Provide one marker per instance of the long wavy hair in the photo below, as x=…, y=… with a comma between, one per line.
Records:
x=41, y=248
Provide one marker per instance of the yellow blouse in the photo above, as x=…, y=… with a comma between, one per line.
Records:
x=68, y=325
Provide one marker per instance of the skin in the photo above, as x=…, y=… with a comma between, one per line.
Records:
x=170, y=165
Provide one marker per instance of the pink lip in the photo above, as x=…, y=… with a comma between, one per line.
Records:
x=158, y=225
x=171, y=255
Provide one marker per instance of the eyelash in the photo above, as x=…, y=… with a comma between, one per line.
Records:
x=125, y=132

| WHAT YOU ARE ASKED TO DO |
Reproduce, word for word, the line containing "Provide one marker per instance of the eyelash" along with every later line of the listing, and leave out all earlier lines.

| YOUR RESPONSE |
Provide one marker per instance of the eyelash in the photo above, as x=…, y=… with a comma between, one per line.
Records:
x=125, y=132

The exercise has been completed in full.